Write what comes next in the passage about The Marat Sade production, picking up after its final sentence.

→ **PASSAGE PROVIDED**
Start of Block

The punks brought in the studded leather pants, shirts and accessories they designed at home. In the storefront part of The Marat Sade site, Kelman sold these on commission, along with other fashion pieces he or others had made. This “store” never really paid the rent, but the landlord and Kelman were friends and some other personal deals were going on. We also had scads of antique furniture we took on commission. Every weekend we would take the furniture down to the antique flea market at the harbor to sell. Kelman also liked to paint rocks with Indian symbols. He signed them Chief George — a deliberate and harmless dishonesty, and not just because the dumb rocks didn’t sell. The other thing, spending both our commission on what we sold and the other half that belonged to the consignee of furniture or fashion, was slightly more dishonest, but then only the first time. It came down to the simple necessities of food, shelter and the absolute need to do The Marat Sade. When someone showed up looking for their half of the sale, more than likely we didn’t have any hard cash. It had long been spent on some part of the production. Depending on how angry or insistent such a person was, he could barter for just about anything at The Marat Sade site. So it was borrow from Peter to pay Paul until there were no Peters left. There is nothing really crazy or dishonest in doing business this way, it’s just different and eminently viable for a venture such as The Marat Sade, a celebrity in creation that everyone wanted to be around while it was hot and which wasn’t going to last forever

Sometimes I believe good theater has to be bad business. More precisely, the big site-specific arena that is our system gives no value to The Marat Sade, so you have to re-invent the values and means of barter in a temporary autonomous zone as Hakim Bey suggests. The system also dismisses the voices and knowledge of individuals like a Tootsie or a Mike Nightmare. Mike once told me the story of how he escaped a mental hospital. And even though it was all behind him at that point, he still found himself fantasizing sometimes about stalking and kidnapping the psych doctor who had ordered his electroshock treatment. He fantasized putting jumper cables from his car battery on the doctor’s temples. I still remember his distinctly deep, crackling voice telling me this. The good doctor or Mike, or both, were lucky Mike Nightmare found the Wild Things and temporary autonomous zones like The Marat Sade to sublimate and stage his rage.

End of Block

→ **RECORD EXTRACTS**
Start of Block

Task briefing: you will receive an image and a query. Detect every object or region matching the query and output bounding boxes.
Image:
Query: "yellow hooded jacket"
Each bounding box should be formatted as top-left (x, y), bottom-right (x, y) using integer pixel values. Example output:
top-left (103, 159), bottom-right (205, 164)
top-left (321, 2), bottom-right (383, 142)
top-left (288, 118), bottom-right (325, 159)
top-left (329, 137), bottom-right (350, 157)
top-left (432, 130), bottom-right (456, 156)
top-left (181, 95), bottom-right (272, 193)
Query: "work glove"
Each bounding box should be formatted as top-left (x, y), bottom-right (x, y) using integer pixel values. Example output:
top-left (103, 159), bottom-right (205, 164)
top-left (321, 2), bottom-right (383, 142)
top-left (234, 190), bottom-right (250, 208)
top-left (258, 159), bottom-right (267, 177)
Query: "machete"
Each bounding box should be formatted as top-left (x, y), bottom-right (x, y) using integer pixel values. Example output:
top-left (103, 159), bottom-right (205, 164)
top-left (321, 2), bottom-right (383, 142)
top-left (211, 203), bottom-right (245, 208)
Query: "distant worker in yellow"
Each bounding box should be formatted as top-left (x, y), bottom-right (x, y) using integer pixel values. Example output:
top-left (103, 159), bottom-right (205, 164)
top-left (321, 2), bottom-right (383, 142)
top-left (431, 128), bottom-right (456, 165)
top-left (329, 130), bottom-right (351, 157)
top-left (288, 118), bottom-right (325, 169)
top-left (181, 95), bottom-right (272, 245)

End of Block

→ **EXERCISE RESPONSE**
I’m sure that Peter Brook and RSC gave the definitive production of “The Persecution and Assassination of Jean-Paul Marat as Performed by the Inmates of the Asylum at Charenton under the Direction of the Marquis de Sade.” That script was written for an audience similar to the play-within-the-play’s genteel 1808 Paris audience that watched the inmates of the title perform. Site-specific for Peter Weiss’s play is in the largest granted and subsidized theater Western Culture can create.

The Marat Sade in Toronto found a different site-specific venue somewhere just outside what it viewed as the Western Kultur. The punks represented part of that site. The actors in an alternative theater scene represented another part. Tootsie and the other On Our Own ex-mental patients represented still another.

When I call up in my mind a defining image of The Marat Sade, I think of Tootsie saying goodnight to me after our opening night performance at the Theater Centre. Walking east on King Street, alone with his two huge suitcases, he appears in my mind more heroic and larger-than-life than any other real person I’ve ever known. But then I remember that somewhere on his walk home to his halfway house, he probably found the last poster in 1984 Toronto without a crayon graffiti on it. When I think of him scrawling “The Marat Sades are coming!” on that last poster, my belly laugh becomes so violent it turns into tears. It is then that I realize that Tootsie wasn’t a larger-than-life hero, but just crazy like the rest of us.